## SOAL LATIHAN
Dalam berita tentang putusan MK Nomor 135/PUU-XXII/2024, Pilkada diatur oleh undang-undang apa?

## POTONGAN DOKUMEN
==========
Minews.id, Kota Kupang – Putusan Mahkamah Konstitusi (MK) Nomor 135/PUU-XXII/2024 yang memisahkan pelaksanaan Pemilu Nasional (Pemilihan Presiden, Pemilihan Legislatif DPR-RI, dan DPD) dengan Pemilu Lokal (Pemilihan Kepala Daerah serta Pemilihan Legislatif DPRD Provinsi/Kabupaten/Kota) mulai 2029 mendatang, menuai kritikan dari Dr. John Tuba Helan, Pakar Hukum Tata Negara dari Universitas Nusa Cendana (Undana) Kupang.
Saat ditemui Minews.id di kediamannya, Jumat, 11 Juli 2025, Dr. John Tuba Helan menyatakan bahwa putusan MK tersebut nyata-nyata bertentangan dengan Undang-Undang Dasar (UUD) 1945, khususnya Pasal 22E Ayat 1 dan 2.
“Pasal 22E Ayat 1 dengan sangat jelas mengatur bahwa Pemilu diadakan sekali dalam lima tahun. Lalu Ayat 2 menjelaskan bahwa yang dimaksud pemilu adalah memilih Presiden, anggota DPR-RI, anggota DPD, DPRD Provinsi, dan DPRD Kabupaten/Kota,” tegas Dr. Helan.
Sebelumnya, MK juga pernah memutus untuk menggabungkan Pemilu presiden dan legislatif menjadi satu, sejalan dengan semangat konstitusi yang menghendaki pelaksanaan pemilu secara serentak dalam satu waktu. Namun, dengan putusan terbaru ini, MK justru memisahkan Pemilu nasional dan lokal.
Menurut Dr. Helan, putusan MK Nomor 135 membedakan Pemilu nasional yang mencakup Presiden, DPR-RI, dan DPD, serta Pemilu lokal yang melibatkan DPRD Provinsi, DPRD Kabupaten/Kota, Gubernur, Bupati, dan Wali Kota. Pemisahan ini, kata Dr. Helan, menimbulkan persoalan serius.
“Secara sepintas, putusan MK Nomor 135 itu bertentangan dengan undang-undang dasar,” ujarnya.
Lebih lanjut, Dr. Helan menyoroti penyertaan Pemilihan Kepala Daerah (Pilkada) ke dalam rezim pemilu lokal oleh MK. Padahal, secara regulasi, Pilkada diatur dalam Undang-Undang Nomor 1 Tahun 2015, yang berbeda dengan Undang-Undang Nomor 7 Tahun 2017 tentang Pemilu.
“Ini juga sebenarnya menimbulkan persoalan bahwa sebenarnya, Pilkada itu kan tidak termasuk rezim Pemilu karena diatur dalam undang-undang tersendiri,” paparnya.
“Tapi MK justru membuat keputusan menggabungkan Pilkada di dalam rezim Pemilu yang masuk ke dalam kategori Pemilu lokal dan itu jadi persoalan,” tambahnya.
==========
## BAHAN YANG DISEDIAKAN
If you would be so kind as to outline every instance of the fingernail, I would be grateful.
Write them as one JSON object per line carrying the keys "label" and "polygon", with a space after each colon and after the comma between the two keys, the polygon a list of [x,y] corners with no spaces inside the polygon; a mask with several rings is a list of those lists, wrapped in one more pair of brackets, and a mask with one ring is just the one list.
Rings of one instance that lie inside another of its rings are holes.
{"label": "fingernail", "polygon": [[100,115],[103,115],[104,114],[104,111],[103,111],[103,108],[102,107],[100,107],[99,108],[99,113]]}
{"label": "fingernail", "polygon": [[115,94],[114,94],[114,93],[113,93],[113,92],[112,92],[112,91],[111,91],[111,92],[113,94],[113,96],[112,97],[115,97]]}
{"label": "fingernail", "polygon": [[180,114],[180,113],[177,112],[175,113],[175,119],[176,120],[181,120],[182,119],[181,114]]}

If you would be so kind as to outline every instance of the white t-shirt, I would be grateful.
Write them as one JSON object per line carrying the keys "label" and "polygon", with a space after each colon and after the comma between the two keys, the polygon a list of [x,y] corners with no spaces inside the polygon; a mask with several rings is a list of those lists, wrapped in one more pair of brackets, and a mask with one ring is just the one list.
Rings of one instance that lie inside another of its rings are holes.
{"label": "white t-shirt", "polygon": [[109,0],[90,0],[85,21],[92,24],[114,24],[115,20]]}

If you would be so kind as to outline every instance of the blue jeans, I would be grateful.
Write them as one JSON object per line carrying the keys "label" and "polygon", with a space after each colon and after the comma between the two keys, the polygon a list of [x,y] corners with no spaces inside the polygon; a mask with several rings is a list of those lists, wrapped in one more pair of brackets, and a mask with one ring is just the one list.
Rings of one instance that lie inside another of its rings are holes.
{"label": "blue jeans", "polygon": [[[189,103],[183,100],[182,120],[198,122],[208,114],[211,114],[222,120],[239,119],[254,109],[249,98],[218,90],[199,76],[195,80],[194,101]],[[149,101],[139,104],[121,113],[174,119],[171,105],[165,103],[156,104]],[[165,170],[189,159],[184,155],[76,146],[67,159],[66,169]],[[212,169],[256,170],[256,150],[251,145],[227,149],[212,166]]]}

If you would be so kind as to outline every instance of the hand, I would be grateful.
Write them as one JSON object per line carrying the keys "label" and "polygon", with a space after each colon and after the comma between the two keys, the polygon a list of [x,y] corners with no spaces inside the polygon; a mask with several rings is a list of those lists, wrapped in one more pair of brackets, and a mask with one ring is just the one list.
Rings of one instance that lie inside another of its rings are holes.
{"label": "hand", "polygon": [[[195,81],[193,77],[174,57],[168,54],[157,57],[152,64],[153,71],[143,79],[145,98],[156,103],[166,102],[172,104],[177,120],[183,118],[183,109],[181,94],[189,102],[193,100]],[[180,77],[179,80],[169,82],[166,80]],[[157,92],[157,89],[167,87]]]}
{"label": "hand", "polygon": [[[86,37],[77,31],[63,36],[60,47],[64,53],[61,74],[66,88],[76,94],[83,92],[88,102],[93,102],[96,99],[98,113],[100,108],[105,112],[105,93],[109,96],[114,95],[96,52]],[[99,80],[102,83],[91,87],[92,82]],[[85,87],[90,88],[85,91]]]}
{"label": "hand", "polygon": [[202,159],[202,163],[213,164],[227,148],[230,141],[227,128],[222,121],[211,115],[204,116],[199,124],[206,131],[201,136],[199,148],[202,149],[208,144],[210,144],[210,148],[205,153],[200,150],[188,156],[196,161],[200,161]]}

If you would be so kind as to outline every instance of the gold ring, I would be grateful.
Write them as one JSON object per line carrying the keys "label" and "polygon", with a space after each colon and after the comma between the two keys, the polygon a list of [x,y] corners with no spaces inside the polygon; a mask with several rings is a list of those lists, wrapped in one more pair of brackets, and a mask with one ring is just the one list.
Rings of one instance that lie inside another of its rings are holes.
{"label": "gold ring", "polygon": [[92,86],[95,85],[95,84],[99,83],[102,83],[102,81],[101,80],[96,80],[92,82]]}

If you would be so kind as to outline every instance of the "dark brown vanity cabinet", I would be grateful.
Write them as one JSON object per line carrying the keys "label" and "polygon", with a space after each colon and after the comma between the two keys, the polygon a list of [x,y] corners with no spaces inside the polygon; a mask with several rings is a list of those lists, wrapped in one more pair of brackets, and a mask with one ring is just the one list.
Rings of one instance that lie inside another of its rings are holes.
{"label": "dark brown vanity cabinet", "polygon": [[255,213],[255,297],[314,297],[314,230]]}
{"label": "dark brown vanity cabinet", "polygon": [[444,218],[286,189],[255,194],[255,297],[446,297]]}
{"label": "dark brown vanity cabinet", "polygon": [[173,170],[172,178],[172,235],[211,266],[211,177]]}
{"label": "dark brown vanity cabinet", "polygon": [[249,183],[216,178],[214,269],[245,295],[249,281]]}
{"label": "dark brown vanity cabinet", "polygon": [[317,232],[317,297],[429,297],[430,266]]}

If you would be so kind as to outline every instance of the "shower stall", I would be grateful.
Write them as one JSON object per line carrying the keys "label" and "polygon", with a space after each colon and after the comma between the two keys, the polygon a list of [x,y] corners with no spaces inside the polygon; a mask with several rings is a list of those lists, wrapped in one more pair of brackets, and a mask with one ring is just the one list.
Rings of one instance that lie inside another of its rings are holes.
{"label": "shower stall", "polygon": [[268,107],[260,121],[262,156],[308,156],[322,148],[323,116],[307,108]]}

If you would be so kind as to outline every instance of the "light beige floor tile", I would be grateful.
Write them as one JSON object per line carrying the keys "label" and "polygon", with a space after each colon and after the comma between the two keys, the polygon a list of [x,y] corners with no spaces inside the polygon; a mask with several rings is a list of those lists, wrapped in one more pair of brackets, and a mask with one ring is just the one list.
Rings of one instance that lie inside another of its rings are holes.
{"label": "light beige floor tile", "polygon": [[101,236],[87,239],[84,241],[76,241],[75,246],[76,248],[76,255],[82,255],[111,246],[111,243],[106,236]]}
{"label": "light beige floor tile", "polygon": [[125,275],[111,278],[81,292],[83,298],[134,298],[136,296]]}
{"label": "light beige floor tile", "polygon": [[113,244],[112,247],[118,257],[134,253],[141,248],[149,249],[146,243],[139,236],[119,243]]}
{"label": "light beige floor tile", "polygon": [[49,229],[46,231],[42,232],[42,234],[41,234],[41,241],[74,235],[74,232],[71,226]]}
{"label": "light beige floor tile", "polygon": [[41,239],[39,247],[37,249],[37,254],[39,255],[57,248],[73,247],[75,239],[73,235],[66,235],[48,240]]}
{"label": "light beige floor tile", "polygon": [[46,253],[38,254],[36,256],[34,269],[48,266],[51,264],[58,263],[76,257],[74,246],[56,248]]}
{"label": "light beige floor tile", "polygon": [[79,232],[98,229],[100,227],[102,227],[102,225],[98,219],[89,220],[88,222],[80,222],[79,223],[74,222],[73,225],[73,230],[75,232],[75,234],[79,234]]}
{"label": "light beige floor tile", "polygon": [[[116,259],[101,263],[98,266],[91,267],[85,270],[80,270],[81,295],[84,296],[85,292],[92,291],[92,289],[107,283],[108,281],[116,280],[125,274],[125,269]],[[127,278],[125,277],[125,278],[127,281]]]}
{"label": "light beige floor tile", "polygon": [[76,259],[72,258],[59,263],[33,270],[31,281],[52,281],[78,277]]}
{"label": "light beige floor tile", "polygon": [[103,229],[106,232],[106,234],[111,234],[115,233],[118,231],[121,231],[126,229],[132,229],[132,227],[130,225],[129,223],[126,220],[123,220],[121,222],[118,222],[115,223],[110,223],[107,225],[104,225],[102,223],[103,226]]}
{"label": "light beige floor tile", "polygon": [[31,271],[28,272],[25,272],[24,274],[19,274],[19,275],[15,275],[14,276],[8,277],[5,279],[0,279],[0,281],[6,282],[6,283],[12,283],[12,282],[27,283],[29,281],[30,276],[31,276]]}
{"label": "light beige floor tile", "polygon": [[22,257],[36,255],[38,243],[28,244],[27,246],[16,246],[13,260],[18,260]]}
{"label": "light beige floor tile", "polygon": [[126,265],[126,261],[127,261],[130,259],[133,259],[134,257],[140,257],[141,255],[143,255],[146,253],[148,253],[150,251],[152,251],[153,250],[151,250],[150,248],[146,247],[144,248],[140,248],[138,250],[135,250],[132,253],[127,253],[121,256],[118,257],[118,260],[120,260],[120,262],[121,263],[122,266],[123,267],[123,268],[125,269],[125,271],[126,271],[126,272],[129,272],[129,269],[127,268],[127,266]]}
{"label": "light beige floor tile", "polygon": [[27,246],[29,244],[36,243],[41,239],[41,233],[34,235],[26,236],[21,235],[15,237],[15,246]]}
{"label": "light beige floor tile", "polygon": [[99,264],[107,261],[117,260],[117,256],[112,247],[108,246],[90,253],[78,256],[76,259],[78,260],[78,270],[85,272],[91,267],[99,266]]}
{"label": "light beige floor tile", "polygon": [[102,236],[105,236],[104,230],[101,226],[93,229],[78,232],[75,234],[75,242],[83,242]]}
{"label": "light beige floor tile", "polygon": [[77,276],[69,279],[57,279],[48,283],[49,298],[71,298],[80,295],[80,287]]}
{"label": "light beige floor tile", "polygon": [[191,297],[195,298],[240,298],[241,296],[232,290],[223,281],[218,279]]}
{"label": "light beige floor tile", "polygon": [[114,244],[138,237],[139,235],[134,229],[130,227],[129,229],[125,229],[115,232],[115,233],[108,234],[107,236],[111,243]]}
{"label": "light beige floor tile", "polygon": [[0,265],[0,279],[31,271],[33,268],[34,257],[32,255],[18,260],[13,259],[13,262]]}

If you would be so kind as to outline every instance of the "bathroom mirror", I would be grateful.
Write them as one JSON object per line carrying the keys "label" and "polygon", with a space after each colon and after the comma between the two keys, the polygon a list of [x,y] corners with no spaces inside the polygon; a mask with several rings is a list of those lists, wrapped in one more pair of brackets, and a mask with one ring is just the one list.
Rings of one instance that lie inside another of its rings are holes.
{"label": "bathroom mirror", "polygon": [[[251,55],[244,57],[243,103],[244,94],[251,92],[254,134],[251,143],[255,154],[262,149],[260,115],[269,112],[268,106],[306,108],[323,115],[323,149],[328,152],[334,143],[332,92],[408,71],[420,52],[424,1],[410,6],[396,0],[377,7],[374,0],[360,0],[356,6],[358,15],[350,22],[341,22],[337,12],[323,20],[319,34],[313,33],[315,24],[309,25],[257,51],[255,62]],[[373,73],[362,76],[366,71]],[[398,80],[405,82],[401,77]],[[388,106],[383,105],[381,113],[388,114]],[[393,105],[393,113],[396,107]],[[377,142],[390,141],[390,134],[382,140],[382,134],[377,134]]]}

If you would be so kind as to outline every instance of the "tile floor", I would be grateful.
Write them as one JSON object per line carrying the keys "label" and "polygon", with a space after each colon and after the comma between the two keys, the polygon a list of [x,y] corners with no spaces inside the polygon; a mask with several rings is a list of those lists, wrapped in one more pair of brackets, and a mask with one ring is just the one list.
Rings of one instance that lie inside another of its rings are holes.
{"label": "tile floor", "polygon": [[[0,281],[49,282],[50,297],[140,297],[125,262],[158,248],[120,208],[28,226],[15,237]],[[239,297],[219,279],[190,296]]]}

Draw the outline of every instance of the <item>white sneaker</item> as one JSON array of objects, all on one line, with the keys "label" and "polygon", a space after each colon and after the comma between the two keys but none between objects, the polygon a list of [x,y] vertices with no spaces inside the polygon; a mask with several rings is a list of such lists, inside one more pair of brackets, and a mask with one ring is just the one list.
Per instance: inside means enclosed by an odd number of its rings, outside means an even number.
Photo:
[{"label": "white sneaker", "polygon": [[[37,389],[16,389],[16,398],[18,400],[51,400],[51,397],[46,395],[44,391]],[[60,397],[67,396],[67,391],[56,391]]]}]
==========
## PEMBAHASAN SOAL
Undang-Undang Nomor 1 Tahun 2015.